● Reading passage:
◇ ◇ ◇

Ignorance, Stupidity, Red Lights, and Vaccines
I heard a quote this week on a period drama my wife and I were watching. It was something along the lines of: “Ignorance is better than stupidity, because an ignorant person can still learn.”
I thought that statement profound. We are all ignorant in certain areas. The good news is we can choose to emerge from ignorance through education.
I have on my “quote wall” above my work station at the newspaper office, a related statement attributed to George Bernard Shaw: “Beware of false knowledge; it is more dangerous than ignorance.”
It is my casual observation that incidences of “false knowledge” have increased in regard to the COVID-19 vaccine; so much so, that Missouri is in the unfortunately undignified position of being among the leaders in increased cases of COVID-19, in particular the more infectious Delta variant.
The evidence shows us that people who are getting infected in this new “round” of the virus are those who have not been vaccinated.
A recent report from Johns Hopkins University stated, “Cases are rising in many states. … 18 states have greater numbers of new infections now compared with four weeks ago, including Arkansas, Florida, Iowa, Missouri and Oklahoma, where new daily cases have doubled.”
Hospitalizations are also on the rise in those states where vaccination rates are lowest.
There are usually a handful of “reasons” people are vaccine hesitant. Perhaps they are not educated about the efficacy of the vaccine or have received inaccurate and misleading information about its effects.
Then there are those who clearly illustrate the difference between ignorance and stupidity — the staunch anti-vaccine crowd.
I hold out hope for the former, as misinformation can be countered by fact, science, and education. The latter, unfortunately will often persist in their self-destructive path.
There are some objections to the vaccine that are rooted in religious beliefs. While I respect anyone’s personal beliefs, it is important that those beliefs do not result in unintended negative outcomes for others.
Some object to receiving the vaccine because of many unjustified fears. Some include the idea the vaccine will alter their DNA or that each dose contains a microchip implanted into the body so the government can track people. Both those arguments are simply untrue.
Some object to the vaccine because there have been reported incidents of certain reactions, side effects, or medical problems related to the vaccine. While there are certain concerns, the occurrences of these issues are well within established margins of error and acceptable risk (sometimes registering at statistically zero) regarded as safe.

◇ ◇ ◇

● Work order A:
In the column on ignorance and vaccines, who is credited with the statement on the writer's quote wall?
● Work order B:
Which states are named in the Johns Hopkins University report that the vaccine column quotes?
● Work order C:
Continue the column on ignorance and vaccines from its final sentence.
The data that follows has no connection to the vaccine column.

● Stored data:
◇ ◇ ◇

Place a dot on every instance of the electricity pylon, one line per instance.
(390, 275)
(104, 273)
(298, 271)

◇ ◇ ◇

● Response box A:
George Bernard Shaw.

● Response box B:
Arkansas, Florida, Iowa, Missouri, Oklahoma

● Response box C:
Some object to the vaccine because they argue it wasn’t tested properly and rushed to market. I, for one, am very thankful for the expertise of scientists and those in medicine who were able to work a “miracle” and get an effective vaccine to people in record time. How many more lives would have been lost except for their efforts?
The fact is COVID-19 vaccines went through rigorous and thorough testing in both the public and the private sector before being authorized by the FDA. It is also a fact the COVID vaccine took longer to develop and deploy than 2009’s H1N1 vaccine and nobody talks negatively about that one!
Still others have objections to the vaccine because they claim it is an invasion of their personal freedom. Allow me to counter this last one with an illustration I recently heard.
In our modern world, we have all agreed to follow certain traffic laws and obey traffic signals for our mutual safety. For example, we come to a stop at a red light, wait for it to turn green, and then proceed through the intersection.
Technically, we have the “personal freedom” to continue driving through a red light, if we so choose. However, that action not only puts the person who exercises that “freedom” in harm’s way, it could potentially be life-threatening to others, even those who have chosen to abide by the traffic regulations.
To not get the vaccine is akin to running a red light, ignoring all the life-saving signals, and stupidly choosing to continue driving recklessly, despising the agreed-upon and effective traffic-control system that saves lives and ensures us the freedom of arriving safely at our destinations.
It is imperative false narratives, misinformation, disinformation, half-truths, and outright lies be exposed; that education and science are rightly esteemed; and that we don’t forget “Ignorance is better than stupidity, because an ignorant person can still learn.”